§ DOCUMENT SECTION:

Changes in Version 7.1

(August 13, 2020)
  • Crawler and Search Engine
    • Make News RSS feeds discoverable via link tag.
    • Fixes a bug in how fetcher selects next queue server when run in multi-queue server mode.
  • Indexing and Library Functionality
    • Adds a normalize function to make sure equivalent simplified and traditional characters handled the same.
    • translate-locale option of TokenTool enhanced to support translating Public and Help wiki pages.
  • Admin, Group, Wiki, and Yioop Interface
    • Reorganization of menus related to groups and wikis.
    • Continuous scroll for group discussions added.
    • Bug fix for the display of PDFs.
    • Rework UI so largely works when Javascript disabled and when Javascript and CSS are disabled.

Changes in Version 7

(June 26, 2020)
  • Crawler and Search Engine
    • Search results can be presented as continuous scroll or as paged results.
    • For privacy tell browser not to display referrer query when clicking on search results.
    • Hamburger menu now adds quick access to narrow search by time, language, video duration, etc.
    • Landing page can be configured to show trending and news highlights from admin specified subsearches.
    • Knowledge Wiki callouts on search results and tool to manually make callouts and another tool to generate them off of Wikipedia dumps.
    • Improved crawl result editor that makes it easier to filter results from searches, edit search snippets, and pin urls at top of search results.
    • Better display of trending news items, query and group statistics. Better charting of Trending News Items.
    • Speed up image loading in news item search results.
    • Improved link farm detection.
    • Which media updater jobs are running can now be controlled from the UI.
    • Adds Tesseract support for OCRing images in PDFs.
    • Improved processing of m3u8 for feed podcast downloads
    • Add slow start parameter which can be used to make sure get a good copy of seed sites before starting general crawl.
    • Fixes critical bug in IP address handling introduced by changes to cURL library. Bug was causing many pages not to get crawled after cURL version changed.
    • Improved logging and log file rotation for crawling jobs.
  • Indexing and Library Functionality
    • Feed item storage moved out of database into more scalable FeedArchiveBundle class.
    • Adds a notion of direction to index bundle iterators so now can scan through posting lists in both a forward (what 6.0.4 had) and backward direction.
    • Improved Trending Calculations
    • New segmentator, named-entity recognizer, part-of-speech taggers for Chinese. Improved Chinese stop words.
    • Chinese language question answering implemented.
    • Fixes issues with Tor and proxy crawling.

§ DIRECTION A:
In the version changelog, what date is given for the release of Version 7?
§ DIRECTION B:
Decide whether each statement agrees with the version changelog, answering yes or no and quoting the words that settle it: (i) Version 7.1 added continuous scroll for group discussions. (ii) In Version 7, feed item storage was moved into the database. (iii) Version 7 adds Tesseract support for OCRing images in PDFs.
§ DIRECTION C:
Write the next part of the version changelog, picking up after its last listed item.

§ ENTRIES SHOWN:
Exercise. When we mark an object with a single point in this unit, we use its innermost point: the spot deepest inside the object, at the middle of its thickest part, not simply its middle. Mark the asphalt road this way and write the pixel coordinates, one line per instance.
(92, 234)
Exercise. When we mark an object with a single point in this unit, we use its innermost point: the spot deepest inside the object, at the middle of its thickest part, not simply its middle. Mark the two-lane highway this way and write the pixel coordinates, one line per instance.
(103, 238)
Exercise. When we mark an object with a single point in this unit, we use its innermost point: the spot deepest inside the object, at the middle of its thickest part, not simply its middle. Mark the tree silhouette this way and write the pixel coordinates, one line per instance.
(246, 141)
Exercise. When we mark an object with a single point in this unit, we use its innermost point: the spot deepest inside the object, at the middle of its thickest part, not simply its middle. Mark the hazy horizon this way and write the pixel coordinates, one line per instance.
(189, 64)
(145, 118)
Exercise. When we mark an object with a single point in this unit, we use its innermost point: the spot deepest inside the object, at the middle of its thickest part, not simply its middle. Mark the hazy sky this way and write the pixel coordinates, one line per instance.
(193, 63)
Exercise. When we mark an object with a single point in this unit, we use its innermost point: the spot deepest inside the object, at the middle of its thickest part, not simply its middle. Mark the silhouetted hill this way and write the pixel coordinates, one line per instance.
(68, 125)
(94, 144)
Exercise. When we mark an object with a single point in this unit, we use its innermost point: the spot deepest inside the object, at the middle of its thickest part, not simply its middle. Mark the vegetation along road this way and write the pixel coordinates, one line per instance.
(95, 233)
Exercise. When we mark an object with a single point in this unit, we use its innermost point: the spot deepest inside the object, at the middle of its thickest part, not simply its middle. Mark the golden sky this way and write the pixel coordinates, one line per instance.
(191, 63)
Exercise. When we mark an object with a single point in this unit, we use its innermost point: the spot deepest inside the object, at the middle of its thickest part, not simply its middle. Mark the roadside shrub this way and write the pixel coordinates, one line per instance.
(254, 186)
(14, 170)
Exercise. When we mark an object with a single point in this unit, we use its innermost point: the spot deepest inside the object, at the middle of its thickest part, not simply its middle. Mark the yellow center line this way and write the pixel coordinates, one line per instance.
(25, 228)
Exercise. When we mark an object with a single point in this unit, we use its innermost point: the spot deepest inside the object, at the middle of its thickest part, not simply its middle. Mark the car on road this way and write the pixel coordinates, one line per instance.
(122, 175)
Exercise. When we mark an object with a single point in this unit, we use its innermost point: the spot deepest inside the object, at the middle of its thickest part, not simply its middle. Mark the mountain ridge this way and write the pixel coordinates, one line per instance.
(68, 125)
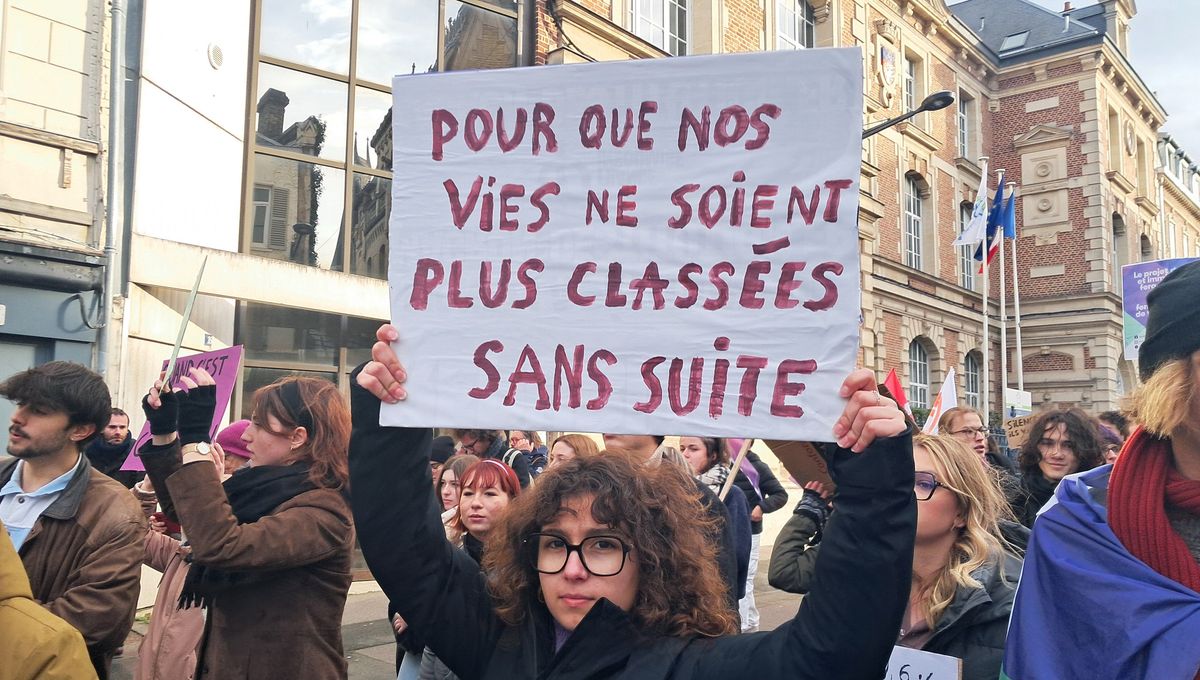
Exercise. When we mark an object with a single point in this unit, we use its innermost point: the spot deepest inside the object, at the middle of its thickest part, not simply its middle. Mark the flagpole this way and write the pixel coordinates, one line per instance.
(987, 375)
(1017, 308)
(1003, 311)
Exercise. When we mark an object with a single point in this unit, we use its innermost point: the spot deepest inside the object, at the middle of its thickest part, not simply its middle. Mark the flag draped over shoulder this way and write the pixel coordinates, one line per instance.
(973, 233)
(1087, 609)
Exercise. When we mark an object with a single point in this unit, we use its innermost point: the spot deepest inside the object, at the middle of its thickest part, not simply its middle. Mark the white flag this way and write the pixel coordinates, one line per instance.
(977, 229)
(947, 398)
--
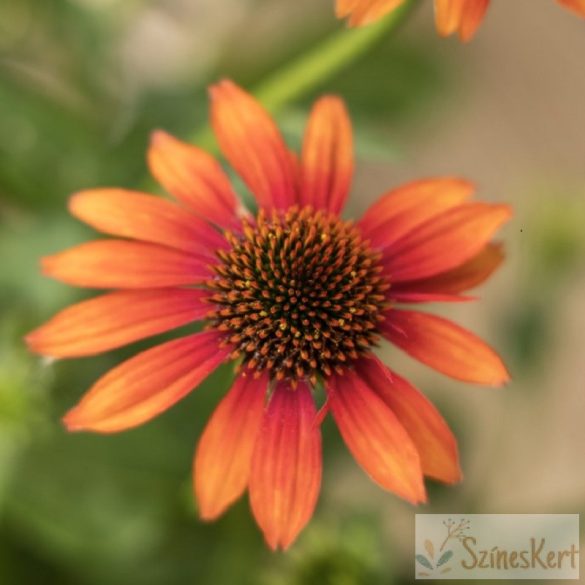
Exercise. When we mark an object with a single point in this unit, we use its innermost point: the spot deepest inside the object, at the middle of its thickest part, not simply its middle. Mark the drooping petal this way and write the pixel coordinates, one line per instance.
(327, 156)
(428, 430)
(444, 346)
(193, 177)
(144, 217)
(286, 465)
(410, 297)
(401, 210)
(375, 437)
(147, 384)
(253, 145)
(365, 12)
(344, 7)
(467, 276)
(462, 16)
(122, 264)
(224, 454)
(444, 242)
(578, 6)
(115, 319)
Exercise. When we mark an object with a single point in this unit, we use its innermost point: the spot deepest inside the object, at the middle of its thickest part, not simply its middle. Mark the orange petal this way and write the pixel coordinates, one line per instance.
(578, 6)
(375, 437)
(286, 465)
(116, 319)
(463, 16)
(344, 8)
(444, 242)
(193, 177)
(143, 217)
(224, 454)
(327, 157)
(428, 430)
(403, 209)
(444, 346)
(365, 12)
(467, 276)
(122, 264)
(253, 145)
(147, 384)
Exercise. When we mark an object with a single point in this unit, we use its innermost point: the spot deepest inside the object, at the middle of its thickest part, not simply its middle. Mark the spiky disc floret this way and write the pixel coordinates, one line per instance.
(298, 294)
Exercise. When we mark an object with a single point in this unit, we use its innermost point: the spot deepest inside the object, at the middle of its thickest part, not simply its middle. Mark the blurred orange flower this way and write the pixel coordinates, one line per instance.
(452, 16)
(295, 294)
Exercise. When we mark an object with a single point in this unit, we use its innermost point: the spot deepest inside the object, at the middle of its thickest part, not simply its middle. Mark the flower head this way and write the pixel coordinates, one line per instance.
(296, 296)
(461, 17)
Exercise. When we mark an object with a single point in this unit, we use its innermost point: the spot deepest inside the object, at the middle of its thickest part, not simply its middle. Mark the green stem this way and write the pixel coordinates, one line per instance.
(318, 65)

§ EXERCISE ANSWER A:
June 26, 2020.

§ EXERCISE ANSWER B:
(i) Yes: "Continuous scroll for group discussions added."
(ii) No: "Feed item storage moved out of database into more scalable FeedArchiveBundle class."
(iii) Yes: "Adds Tesseract support for OCRing images in PDFs."

§ EXERCISE ANSWER C:
  • Admin, Group, Wiki, and Yioop Interface
    • Add configurable cookie consent feature to UI for GDPR.
    • Clean up UI for groups so less weird toggling between group and admin view.
    • Tool to use Yandex translate to quickly add localizing strings for languages other than English.
    • Allow browsers to better cache page content by sending better Cache and Not Modified headers.
    • Reduce mixture of url rewrite in .htaccess versus php. now all urls routed through main index.php and PHP does the rewrite.
    • Database query optimizations to speed up queries needed for display of Manage Accounts, and group and feed pages.
    • More humanly readable simplifications URL links between pages.
    • Removed Sharing and User Specified Crawl Mixes -- now crawl mixes restricted to admin account
    • Remove ZKP authentication.

Changes in Version 6

(June 13, 2019)
  • Crawler and Search Engine
    • Trending keywords now available under More and Tools link.
    • Support for multiple simultaneous crawls by assigning machines to channels and then scheduling crawls to those channels.
    • Support for general repeating crawls. These crawls have a repeat frequency and two indexes: one for searching for crawling and Yioop automatically switches between the two every repeat period.
    • Support for crawling to some fix depth directly rather than using a regex in allowable sites to crawl.
    • Dropdown to allow admins to control how Yioop should follow robots.txt files.
    • Under Page Options can now test how pages will be processed by URI, File Upload, or Direct Input.
    • Safe search check box added to Settings and enabled by default.
    • Fixes issues with HTTP/2 crawling on Linux.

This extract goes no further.